■ What you will do ■
Set down the passage on Cambodian famine relief word for word, starting at "As hundreds of" and ending at "both were right.".

■ Page ■
──────
As hundreds of thousands of Cambodians fled to Thailand, a massive international famine relief effort, sponsored by the UN, was launched. The international community wanted to inject aid across a land bridge at Poipet, while the new Phnom Penh government wanted all supplies to come through the capital via Kompong Som (Sihanoukville) or the Mekong River. Both sides had their reasons - the new government did not want aid to fall into the hands of its Khmer Rouge enemies, while the international community didn't believe the new government had the infrastructure to distribute the aid - and both were right.
Some agencies distributed aid the slow way through Phnom Penh, and others set up camps in Thailand. The camps became a magnet for half of Cambodia, as many Khmers still feared the return of the Khmer Rouge or were seeking a new life overseas. The Thai military bullied and blackmailed the international community into distributing all aid through their channels and used this as a cloak to rebuild the shattered Khmer Rouge forces as an effective resistance against the Vietnamese. Thailand demanded that, as a condition for allowing international food aid for Cambodia to pass through its territory, food had to be supplied to the Khmer Rouge forces encamped in the Thai border region as well. Along with weaponry supplied by China, this international assistance was essential in enabling the Khmer Rouge to rebuild its military strength. The Khmer Rouge regrouped with food and shelter from willing donors and managed to fight on for another 20 years.
──────
■ Saved entries ■
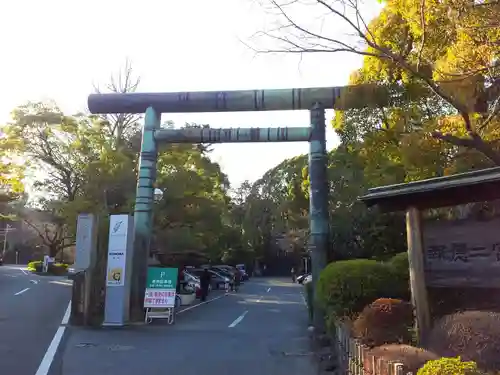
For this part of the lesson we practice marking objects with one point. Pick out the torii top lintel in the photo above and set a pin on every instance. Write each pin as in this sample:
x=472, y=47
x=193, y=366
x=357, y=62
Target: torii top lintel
x=343, y=97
──────
■ Task answer ■
As hundreds of thousands of Cambodians fled to Thailand, a massive international famine relief effort, sponsored by the UN, was launched. The international community wanted to inject aid across a land bridge at Poipet, while the new Phnom Penh government wanted all supplies to come through the capital via Kompong Som (Sihanoukville) or the Mekong River. Both sides had their reasons - the new government did not want aid to fall into the hands of its Khmer Rouge enemies, while the international community didn't believe the new government had the infrastructure to distribute the aid - and both were right.